APRÈS LA PIQÛRE par l’anophèle, l’infection d’un mammifère hôte par le parasite commence quand le Plasmodium est délivré par la circulation sanguine au stade sporozoïte dans le foie et envahit les hépatocytes. Le sporozoïte intracellulaire se différencie pour produire une nouvelle forme invasive et mobile, nommée le mérozoïte, qui va envahir les érythrocytes. A la suite de quoi, les symptômes apparaissent.
Jusqu’à présent, on connaissait mal la phase préérythrocytaire du paludisme, où les parasites sont peu nombreux et extrêmement mobiles. On ne savait pas comment les mérozoïtes parviennent à sortir du foie pour gagner la circulation sanguine en échappant au système immunitaire des mammifères et notamment aux nombreux macrophages qui patrouillent dans le foie.
L’énigme est en train d’être élucidée grâce au travail, en collaboration, de l’équipe de Robert Ménard (chef de l’unité de biologie et génétique du paludisme de l’Institut Pasteur) et des chercheurs de l’institut de médecine tropicale Bernhard-Nocht à Hambourg.
Une nouvelle technique d’imagerie, la microscopie intravitale.
Les pasteuriens ont employé une technique d’imagerie in vivo novatrice, qu’ils ont élaborée au cours de ces dernières années, la « microscopie intravitale », microscopie dynamique qui permet d’enregistrer un film des Plasmodium rendus fluorescents dans le foie de l’animal d’étude (rongeur). On voit le déroulement de l’infection tel qu’il survient in vivo chez l’animal et en temps réel.

◆ **Consigne**
Recopiez le passage du texte sur le paludisme allant de « Jusqu’à présent, on » jusqu'à « la microscopie intravitale. » inclus, en substituant « phagocytes » à « macrophages ». Les entrées qui suivent forment un ensemble indépendant du texte sur le paludisme.

◆ **Données d'entrée**

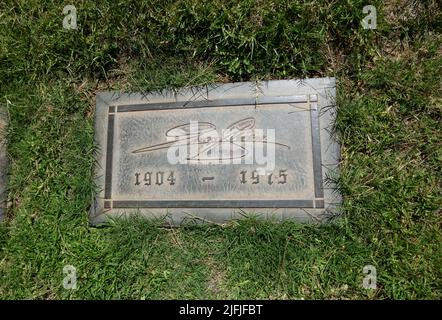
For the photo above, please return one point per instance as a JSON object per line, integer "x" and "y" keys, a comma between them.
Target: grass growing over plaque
{"x": 389, "y": 85}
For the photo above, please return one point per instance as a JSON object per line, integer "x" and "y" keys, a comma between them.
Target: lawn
{"x": 389, "y": 125}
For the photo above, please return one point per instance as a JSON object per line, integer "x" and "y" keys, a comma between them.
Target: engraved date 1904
{"x": 160, "y": 178}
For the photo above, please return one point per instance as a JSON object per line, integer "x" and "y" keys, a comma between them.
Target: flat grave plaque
{"x": 218, "y": 152}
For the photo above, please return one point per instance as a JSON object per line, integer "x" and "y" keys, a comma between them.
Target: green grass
{"x": 389, "y": 124}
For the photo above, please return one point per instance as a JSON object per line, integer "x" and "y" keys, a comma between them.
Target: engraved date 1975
{"x": 159, "y": 178}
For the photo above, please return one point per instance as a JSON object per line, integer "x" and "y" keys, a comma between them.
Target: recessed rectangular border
{"x": 319, "y": 90}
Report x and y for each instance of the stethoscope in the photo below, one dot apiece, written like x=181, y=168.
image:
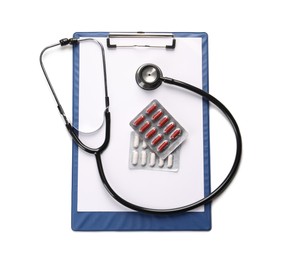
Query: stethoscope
x=148, y=77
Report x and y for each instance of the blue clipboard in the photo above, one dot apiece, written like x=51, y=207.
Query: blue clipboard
x=135, y=221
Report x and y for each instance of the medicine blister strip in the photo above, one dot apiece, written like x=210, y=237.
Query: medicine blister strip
x=158, y=129
x=141, y=157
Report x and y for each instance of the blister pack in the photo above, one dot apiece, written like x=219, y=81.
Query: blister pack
x=158, y=129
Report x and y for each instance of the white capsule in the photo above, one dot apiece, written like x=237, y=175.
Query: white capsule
x=170, y=161
x=136, y=141
x=134, y=157
x=144, y=145
x=161, y=162
x=143, y=158
x=152, y=159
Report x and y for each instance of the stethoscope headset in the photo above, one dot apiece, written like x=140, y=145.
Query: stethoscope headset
x=148, y=77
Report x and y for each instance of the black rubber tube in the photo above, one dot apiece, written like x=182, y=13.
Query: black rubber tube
x=214, y=193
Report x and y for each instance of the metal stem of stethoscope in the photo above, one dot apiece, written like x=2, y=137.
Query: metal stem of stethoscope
x=71, y=129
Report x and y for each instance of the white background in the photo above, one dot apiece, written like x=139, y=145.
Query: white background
x=246, y=72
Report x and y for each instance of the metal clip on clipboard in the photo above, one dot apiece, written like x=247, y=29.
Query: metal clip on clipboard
x=140, y=35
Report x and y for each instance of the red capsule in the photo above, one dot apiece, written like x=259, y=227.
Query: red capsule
x=175, y=134
x=169, y=128
x=138, y=120
x=163, y=121
x=162, y=146
x=151, y=133
x=144, y=127
x=151, y=109
x=157, y=115
x=157, y=139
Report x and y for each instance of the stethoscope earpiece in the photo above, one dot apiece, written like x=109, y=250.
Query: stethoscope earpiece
x=149, y=76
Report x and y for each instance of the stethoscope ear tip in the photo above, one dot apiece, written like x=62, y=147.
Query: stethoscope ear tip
x=148, y=76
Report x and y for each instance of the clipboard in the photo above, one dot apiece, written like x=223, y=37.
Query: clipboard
x=180, y=55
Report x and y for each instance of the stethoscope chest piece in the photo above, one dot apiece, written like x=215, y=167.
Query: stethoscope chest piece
x=148, y=76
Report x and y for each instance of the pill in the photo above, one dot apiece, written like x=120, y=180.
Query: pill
x=151, y=133
x=144, y=145
x=143, y=158
x=152, y=160
x=169, y=128
x=134, y=157
x=136, y=141
x=144, y=127
x=170, y=161
x=175, y=134
x=157, y=115
x=138, y=120
x=161, y=162
x=163, y=121
x=151, y=108
x=162, y=146
x=157, y=139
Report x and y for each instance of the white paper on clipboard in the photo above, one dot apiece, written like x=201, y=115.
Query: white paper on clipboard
x=147, y=188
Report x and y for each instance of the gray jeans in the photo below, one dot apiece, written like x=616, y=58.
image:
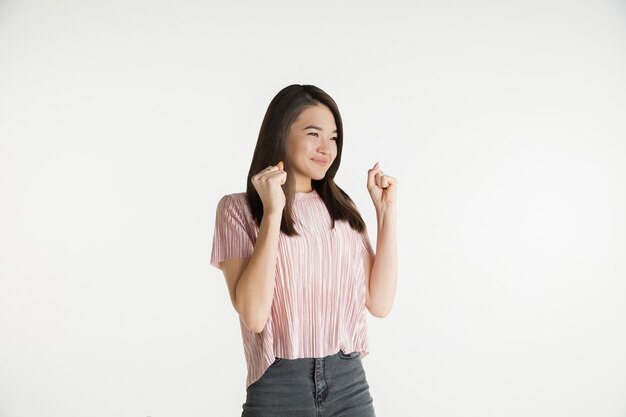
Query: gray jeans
x=332, y=386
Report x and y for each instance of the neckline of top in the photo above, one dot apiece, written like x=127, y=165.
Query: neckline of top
x=301, y=195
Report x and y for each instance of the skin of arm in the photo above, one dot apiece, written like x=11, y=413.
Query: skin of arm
x=381, y=271
x=251, y=280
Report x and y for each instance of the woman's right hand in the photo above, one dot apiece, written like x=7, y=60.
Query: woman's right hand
x=268, y=184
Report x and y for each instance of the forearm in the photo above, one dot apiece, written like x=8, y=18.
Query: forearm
x=383, y=276
x=255, y=288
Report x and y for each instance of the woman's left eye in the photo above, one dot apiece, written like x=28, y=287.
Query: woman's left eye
x=315, y=133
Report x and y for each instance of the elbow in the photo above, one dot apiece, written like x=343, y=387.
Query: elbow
x=378, y=313
x=256, y=325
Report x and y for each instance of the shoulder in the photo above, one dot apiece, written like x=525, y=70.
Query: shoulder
x=234, y=203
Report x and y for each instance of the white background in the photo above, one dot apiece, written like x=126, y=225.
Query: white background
x=122, y=123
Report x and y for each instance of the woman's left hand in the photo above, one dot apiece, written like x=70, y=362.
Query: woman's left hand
x=382, y=188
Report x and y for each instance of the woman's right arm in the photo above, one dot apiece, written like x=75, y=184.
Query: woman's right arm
x=251, y=280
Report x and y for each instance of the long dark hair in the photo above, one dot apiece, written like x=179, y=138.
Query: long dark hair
x=282, y=111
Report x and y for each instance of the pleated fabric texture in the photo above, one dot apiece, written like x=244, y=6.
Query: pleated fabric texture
x=319, y=296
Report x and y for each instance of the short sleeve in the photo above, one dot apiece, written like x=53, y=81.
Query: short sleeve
x=231, y=238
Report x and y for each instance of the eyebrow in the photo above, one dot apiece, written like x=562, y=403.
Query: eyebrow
x=316, y=127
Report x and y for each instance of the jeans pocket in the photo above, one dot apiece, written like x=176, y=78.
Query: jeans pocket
x=349, y=356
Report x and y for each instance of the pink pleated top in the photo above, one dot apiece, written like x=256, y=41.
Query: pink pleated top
x=319, y=297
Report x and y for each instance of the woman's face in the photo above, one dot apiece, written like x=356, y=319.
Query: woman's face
x=312, y=138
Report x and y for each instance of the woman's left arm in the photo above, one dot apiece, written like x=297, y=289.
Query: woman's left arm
x=383, y=271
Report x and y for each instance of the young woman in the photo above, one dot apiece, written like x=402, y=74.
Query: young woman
x=299, y=265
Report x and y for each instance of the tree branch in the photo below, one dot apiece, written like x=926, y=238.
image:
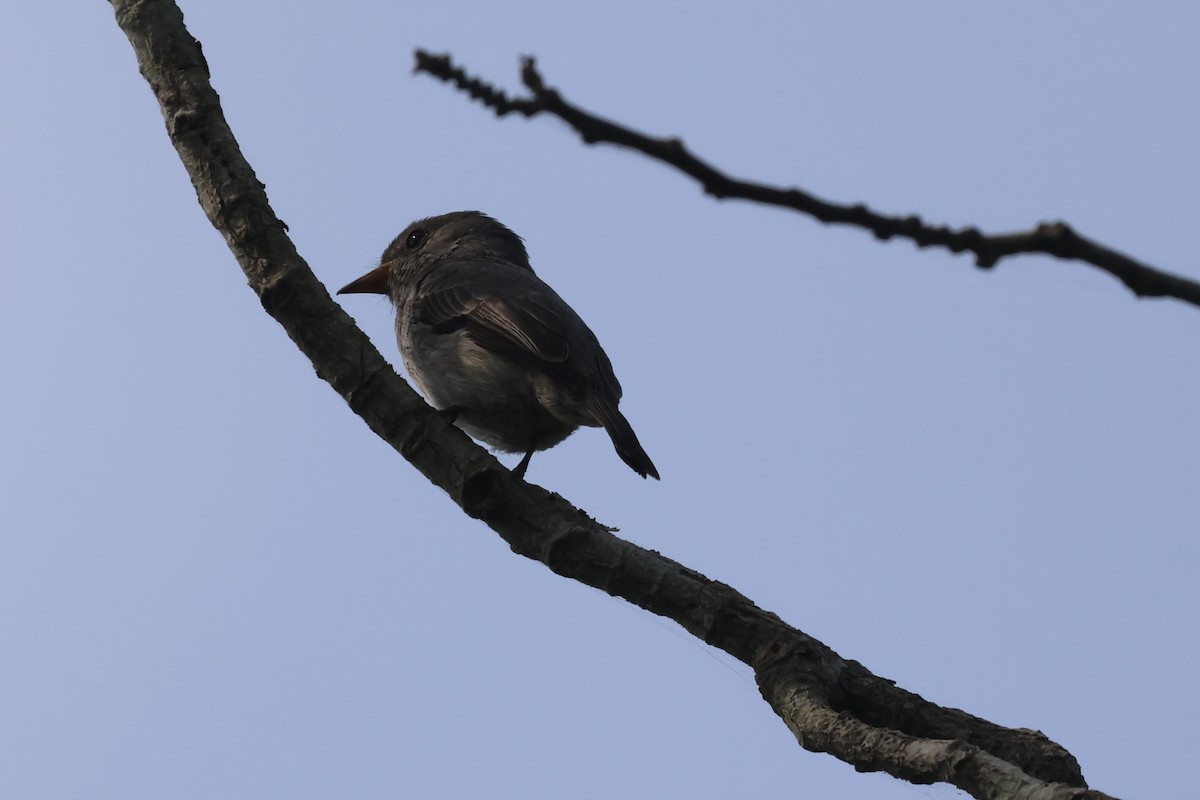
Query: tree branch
x=1055, y=239
x=831, y=704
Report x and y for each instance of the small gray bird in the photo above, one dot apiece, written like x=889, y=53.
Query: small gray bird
x=490, y=343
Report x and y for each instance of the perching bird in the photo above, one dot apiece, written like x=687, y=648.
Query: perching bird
x=489, y=342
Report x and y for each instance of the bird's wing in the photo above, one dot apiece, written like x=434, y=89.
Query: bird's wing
x=520, y=324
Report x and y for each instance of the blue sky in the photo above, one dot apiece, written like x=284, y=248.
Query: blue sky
x=215, y=582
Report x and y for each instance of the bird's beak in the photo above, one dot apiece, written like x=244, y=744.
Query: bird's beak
x=373, y=282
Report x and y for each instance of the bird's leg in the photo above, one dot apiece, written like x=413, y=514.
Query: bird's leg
x=519, y=470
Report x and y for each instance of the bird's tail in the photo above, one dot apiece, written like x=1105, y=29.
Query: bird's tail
x=623, y=438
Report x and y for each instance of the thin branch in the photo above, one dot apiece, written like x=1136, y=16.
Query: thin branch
x=1055, y=239
x=832, y=705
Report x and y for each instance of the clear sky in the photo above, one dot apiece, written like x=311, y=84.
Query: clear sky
x=215, y=582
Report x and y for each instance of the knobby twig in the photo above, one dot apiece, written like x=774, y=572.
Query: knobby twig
x=831, y=704
x=1055, y=239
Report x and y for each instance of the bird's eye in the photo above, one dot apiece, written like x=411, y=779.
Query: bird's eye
x=415, y=239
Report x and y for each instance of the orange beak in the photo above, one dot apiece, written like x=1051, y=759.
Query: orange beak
x=373, y=282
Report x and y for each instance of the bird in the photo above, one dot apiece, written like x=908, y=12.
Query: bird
x=491, y=344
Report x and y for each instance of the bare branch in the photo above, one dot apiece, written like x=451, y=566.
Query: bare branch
x=1055, y=239
x=831, y=704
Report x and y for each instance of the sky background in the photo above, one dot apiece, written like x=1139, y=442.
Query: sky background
x=215, y=582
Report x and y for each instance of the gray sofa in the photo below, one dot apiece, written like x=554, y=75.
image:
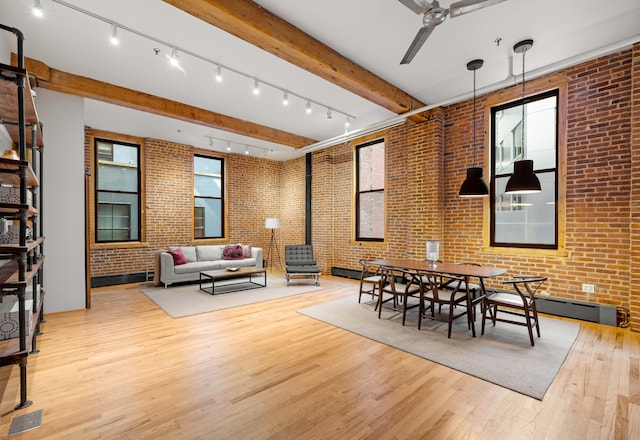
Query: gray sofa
x=201, y=258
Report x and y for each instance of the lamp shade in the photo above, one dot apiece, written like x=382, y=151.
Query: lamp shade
x=272, y=223
x=523, y=180
x=474, y=185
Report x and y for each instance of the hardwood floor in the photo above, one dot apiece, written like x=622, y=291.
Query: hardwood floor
x=124, y=369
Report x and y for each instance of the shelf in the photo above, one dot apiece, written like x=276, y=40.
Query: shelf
x=9, y=172
x=9, y=278
x=12, y=208
x=9, y=105
x=10, y=352
x=16, y=249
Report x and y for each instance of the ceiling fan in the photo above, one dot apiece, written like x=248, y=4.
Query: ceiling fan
x=433, y=15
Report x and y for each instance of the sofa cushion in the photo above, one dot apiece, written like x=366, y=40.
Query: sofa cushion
x=189, y=253
x=232, y=252
x=211, y=252
x=178, y=257
x=246, y=250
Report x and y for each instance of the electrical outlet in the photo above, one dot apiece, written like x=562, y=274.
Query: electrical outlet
x=588, y=288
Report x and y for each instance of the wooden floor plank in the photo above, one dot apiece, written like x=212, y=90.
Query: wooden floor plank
x=124, y=369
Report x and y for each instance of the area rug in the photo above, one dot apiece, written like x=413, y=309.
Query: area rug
x=503, y=355
x=187, y=300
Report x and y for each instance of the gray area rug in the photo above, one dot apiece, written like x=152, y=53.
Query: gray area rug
x=502, y=356
x=187, y=300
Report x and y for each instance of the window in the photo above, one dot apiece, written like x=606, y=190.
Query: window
x=208, y=197
x=370, y=177
x=525, y=220
x=117, y=191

◆ **Résultat obtenu**
Jusqu’à présent, on connaissait mal la phase préérythrocytaire du paludisme, où les parasites sont peu nombreux et extrêmement mobiles. On ne savait pas comment les mérozoïtes parviennent à sortir du foie pour gagner la circulation sanguine en échappant au système immunitaire des mammifères et notamment aux nombreux phagocytes qui patrouillent dans le foie.
L’énigme est en train d’être élucidée grâce au travail, en collaboration, de l’équipe de Robert Ménard (chef de l’unité de biologie et génétique du paludisme de l’Institut Pasteur) et des chercheurs de l’institut de médecine tropicale Bernhard-Nocht à Hambourg.
Une nouvelle technique d’imagerie, la microscopie intravitale.